→ **MATÉRIEL**:
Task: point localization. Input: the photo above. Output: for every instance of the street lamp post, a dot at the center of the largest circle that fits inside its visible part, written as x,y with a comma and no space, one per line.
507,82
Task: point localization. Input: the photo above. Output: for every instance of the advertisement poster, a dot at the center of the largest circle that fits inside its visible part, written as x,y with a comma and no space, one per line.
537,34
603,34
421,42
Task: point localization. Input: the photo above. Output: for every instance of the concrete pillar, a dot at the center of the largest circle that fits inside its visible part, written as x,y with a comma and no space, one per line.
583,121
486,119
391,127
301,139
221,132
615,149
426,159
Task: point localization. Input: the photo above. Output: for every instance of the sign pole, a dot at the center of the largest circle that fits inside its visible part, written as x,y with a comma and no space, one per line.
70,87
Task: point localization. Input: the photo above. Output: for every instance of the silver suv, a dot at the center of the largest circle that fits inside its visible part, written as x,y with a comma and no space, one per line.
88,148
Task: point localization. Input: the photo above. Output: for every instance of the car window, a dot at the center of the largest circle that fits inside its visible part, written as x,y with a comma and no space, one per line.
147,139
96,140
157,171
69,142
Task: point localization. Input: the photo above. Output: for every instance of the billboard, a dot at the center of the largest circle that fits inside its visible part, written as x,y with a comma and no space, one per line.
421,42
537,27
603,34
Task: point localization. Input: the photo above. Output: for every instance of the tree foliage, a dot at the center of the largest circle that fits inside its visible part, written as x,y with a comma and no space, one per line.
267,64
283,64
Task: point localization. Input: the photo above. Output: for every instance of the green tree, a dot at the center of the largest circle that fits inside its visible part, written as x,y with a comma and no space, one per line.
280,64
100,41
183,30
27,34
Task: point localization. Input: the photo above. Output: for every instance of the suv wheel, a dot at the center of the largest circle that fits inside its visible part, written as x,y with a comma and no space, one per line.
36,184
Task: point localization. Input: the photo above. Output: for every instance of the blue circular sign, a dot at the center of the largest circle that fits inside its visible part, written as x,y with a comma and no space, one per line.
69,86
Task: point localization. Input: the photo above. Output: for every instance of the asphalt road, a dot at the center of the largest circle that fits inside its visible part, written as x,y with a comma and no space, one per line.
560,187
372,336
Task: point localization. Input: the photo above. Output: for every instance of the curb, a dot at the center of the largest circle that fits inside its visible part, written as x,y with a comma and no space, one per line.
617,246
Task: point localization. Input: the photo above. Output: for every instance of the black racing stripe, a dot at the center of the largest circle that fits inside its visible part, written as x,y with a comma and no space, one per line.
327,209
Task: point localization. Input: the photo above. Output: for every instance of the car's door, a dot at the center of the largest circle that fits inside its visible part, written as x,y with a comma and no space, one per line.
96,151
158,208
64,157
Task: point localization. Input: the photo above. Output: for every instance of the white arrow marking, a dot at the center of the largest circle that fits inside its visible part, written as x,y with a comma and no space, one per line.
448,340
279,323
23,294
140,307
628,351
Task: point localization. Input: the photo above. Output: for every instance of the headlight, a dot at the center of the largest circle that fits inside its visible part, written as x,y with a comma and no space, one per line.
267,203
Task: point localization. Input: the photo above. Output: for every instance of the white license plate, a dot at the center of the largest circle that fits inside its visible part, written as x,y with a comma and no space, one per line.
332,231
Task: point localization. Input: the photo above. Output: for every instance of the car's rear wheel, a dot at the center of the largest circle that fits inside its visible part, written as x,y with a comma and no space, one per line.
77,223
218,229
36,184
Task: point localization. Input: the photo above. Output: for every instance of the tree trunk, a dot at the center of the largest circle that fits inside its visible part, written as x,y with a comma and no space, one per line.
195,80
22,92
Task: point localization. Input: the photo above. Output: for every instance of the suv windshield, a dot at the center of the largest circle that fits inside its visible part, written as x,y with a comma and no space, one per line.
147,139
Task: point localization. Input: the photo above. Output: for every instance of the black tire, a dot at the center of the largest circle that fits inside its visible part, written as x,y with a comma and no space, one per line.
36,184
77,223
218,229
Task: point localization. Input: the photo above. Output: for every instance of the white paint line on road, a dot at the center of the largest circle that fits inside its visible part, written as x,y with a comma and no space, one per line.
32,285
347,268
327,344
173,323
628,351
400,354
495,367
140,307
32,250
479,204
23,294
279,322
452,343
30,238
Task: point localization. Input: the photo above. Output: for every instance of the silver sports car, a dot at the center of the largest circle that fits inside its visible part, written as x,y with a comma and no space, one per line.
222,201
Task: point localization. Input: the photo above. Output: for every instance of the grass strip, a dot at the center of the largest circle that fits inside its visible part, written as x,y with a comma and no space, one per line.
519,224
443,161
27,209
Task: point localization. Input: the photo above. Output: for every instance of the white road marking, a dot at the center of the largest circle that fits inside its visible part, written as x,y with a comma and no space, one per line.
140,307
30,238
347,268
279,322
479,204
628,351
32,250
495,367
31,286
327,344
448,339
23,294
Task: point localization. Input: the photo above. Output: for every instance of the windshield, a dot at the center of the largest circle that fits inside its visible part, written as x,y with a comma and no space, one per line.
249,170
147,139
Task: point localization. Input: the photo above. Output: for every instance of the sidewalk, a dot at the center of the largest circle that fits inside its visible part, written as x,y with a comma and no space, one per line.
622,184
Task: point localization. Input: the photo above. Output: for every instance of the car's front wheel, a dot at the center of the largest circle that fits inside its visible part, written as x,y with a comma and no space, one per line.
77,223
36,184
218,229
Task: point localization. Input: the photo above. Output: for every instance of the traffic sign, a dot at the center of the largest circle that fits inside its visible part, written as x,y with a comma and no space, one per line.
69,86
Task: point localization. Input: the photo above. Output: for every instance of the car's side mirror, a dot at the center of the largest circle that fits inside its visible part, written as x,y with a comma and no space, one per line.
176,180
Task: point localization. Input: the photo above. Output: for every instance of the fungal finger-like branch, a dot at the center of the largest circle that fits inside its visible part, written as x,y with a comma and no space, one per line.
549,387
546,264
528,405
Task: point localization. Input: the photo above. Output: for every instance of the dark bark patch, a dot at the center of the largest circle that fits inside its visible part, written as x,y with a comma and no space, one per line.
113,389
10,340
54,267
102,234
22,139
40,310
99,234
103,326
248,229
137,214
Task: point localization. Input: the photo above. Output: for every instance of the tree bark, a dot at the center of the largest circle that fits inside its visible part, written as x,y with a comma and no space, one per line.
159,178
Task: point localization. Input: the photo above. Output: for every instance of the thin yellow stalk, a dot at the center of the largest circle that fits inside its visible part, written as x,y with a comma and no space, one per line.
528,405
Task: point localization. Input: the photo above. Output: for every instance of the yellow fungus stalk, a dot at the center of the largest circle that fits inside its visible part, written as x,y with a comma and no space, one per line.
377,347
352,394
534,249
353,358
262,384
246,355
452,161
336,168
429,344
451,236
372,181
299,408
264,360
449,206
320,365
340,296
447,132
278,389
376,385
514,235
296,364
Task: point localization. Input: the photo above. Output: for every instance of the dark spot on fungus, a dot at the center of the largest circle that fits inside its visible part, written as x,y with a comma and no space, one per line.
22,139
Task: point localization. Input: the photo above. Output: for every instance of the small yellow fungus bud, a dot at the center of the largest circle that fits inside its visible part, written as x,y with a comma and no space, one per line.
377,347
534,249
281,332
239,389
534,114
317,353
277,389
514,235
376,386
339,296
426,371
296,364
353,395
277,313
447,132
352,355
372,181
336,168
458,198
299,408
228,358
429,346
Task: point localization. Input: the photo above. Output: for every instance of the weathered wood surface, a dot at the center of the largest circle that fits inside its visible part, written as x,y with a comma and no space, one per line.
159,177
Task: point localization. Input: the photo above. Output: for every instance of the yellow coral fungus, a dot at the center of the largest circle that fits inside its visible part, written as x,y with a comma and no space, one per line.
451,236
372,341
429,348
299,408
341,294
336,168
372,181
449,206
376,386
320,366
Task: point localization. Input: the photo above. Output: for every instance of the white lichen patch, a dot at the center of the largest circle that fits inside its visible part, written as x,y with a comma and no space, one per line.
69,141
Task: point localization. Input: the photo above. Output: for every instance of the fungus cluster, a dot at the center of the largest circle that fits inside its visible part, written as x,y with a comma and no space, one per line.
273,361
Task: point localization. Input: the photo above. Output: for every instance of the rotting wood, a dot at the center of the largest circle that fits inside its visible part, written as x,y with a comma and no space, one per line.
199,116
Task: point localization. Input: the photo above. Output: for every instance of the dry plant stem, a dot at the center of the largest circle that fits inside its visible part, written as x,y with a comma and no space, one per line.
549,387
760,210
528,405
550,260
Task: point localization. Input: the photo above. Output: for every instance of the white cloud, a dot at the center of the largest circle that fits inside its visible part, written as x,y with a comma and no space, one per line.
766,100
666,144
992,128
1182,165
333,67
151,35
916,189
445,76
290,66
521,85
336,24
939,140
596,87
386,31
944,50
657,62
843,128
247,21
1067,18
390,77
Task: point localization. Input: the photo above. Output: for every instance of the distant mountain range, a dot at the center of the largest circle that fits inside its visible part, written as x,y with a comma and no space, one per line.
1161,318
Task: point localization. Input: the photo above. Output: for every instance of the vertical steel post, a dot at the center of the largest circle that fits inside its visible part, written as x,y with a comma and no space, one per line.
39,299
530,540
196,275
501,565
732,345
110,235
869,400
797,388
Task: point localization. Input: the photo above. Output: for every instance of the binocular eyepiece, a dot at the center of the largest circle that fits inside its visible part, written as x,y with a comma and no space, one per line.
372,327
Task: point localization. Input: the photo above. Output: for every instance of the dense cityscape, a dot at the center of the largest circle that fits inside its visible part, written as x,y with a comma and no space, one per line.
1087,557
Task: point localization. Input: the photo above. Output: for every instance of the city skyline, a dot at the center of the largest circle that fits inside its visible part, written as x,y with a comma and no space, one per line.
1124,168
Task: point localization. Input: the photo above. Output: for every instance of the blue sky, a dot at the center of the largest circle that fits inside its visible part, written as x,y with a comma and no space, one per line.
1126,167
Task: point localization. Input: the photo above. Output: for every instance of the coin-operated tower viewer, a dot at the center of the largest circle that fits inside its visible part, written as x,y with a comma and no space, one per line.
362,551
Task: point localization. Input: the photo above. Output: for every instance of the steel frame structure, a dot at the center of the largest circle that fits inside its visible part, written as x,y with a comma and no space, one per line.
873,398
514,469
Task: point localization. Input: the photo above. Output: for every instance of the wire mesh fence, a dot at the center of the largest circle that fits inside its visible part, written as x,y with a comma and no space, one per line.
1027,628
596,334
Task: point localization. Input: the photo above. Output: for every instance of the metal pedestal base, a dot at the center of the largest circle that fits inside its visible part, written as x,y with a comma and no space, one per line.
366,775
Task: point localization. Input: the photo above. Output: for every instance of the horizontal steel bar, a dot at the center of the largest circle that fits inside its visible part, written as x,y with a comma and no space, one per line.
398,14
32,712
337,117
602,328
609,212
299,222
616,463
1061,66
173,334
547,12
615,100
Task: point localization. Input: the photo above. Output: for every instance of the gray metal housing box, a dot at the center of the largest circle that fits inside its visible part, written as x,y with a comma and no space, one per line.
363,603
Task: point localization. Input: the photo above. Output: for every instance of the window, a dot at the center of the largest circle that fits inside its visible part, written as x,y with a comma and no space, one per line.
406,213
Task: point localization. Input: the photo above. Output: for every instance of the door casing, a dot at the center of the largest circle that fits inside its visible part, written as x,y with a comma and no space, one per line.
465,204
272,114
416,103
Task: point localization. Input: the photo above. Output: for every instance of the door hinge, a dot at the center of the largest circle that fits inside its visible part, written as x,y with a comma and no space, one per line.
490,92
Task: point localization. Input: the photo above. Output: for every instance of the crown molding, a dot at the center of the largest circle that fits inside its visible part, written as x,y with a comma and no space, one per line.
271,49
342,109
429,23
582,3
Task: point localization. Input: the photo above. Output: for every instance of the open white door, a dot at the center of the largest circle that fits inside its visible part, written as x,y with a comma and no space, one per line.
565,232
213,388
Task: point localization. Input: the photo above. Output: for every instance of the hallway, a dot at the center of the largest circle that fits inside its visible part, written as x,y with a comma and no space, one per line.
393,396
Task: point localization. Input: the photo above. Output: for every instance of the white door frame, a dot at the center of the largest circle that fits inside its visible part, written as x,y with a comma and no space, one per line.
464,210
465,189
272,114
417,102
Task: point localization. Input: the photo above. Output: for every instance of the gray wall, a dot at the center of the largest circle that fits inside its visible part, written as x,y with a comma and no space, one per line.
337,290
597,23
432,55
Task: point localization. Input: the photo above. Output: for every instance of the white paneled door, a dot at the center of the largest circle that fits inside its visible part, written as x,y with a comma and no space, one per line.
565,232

→ **CONSIGNES**:
Reproduisez tel quel le passage allant de la ligne qui contient « the white door » jusqu'à la fin du matériel, ces deux bornes comprises.

→ **RÉSULTAT**:
Task: point localization. Input: the photo above. Output: for every instance of the white door frame, a dot at the center of the largest circle that fits inside its visible part, written as x,y with a comma and no space, one per line.
464,210
465,189
272,114
417,102
Task: point localization. Input: the photo above. Output: for every instance of the gray wall, a dot at the center of the largest circle that fits inside its visible part, written as x,y with a comma and no space, one per line.
337,290
597,23
432,55
Task: point localization. Input: the photo above. Output: for every instance of the white paneled door, a dot at the center of the largest circle that fits inside its visible part, written as x,y with a comma and no space, one per line.
565,232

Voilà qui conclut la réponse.